*Task goal*
Please pick out every line below that contains the word "brown" and copy each of those lines in full. Case counts, so a line matches only if its capitalization is the same.

*Task material*
START
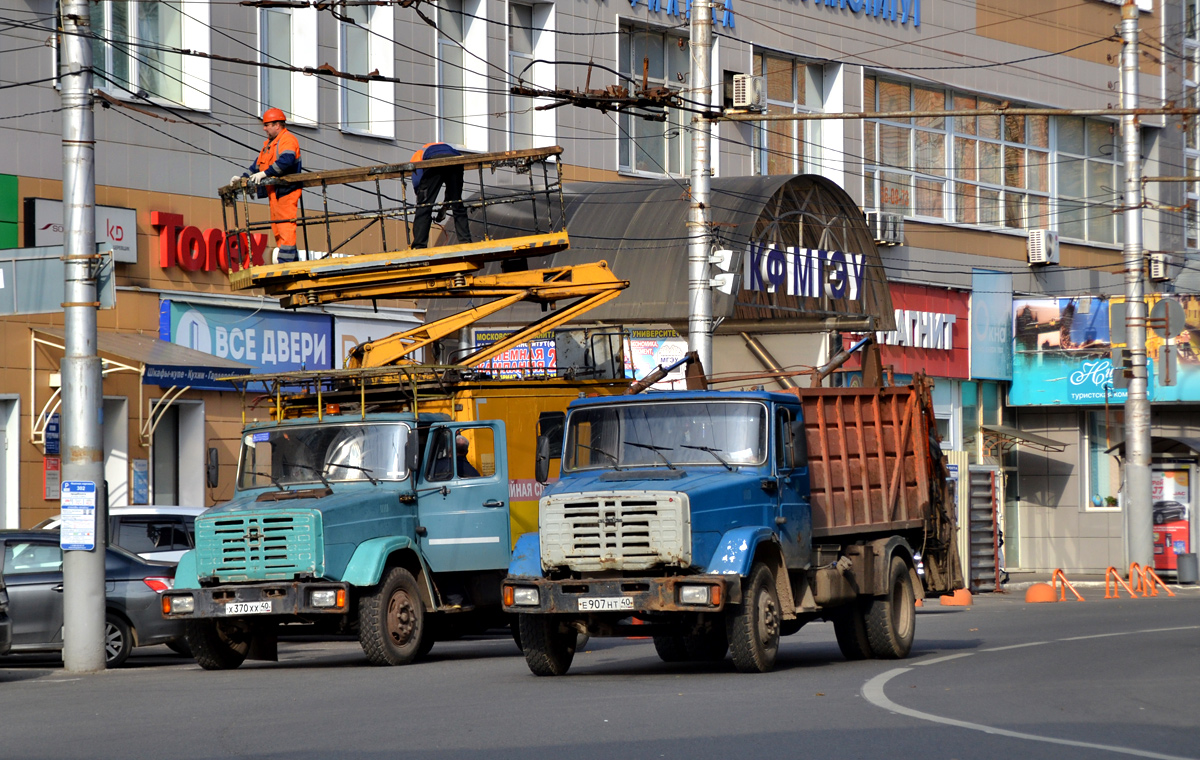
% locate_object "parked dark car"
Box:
END
START
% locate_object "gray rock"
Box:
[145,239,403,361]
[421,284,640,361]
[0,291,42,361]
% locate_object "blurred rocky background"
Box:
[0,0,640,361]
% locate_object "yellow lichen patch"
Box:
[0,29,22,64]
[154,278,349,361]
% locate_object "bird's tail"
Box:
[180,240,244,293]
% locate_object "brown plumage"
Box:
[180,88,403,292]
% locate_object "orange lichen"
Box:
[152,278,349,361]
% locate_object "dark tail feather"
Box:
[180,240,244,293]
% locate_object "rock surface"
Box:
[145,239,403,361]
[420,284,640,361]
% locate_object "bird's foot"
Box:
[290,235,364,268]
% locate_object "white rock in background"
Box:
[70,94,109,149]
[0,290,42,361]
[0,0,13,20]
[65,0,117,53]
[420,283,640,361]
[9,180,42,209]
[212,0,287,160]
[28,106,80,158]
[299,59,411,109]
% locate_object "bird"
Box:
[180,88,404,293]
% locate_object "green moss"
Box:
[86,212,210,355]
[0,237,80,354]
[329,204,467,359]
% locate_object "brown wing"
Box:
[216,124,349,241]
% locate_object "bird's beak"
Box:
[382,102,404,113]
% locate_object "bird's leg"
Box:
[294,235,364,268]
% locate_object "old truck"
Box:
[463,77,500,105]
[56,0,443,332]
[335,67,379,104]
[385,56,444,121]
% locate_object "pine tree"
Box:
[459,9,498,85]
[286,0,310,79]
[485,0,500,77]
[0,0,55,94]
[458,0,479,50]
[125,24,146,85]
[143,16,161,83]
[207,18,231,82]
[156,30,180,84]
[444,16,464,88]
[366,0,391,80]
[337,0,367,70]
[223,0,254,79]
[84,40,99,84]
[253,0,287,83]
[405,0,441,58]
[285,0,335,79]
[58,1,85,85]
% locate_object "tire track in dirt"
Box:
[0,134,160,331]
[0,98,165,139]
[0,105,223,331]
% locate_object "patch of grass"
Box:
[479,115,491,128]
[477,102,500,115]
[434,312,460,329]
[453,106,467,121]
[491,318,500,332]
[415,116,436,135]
END
*Response to this task*
% locate_object "brown plumage"
% locate_object "brown wing"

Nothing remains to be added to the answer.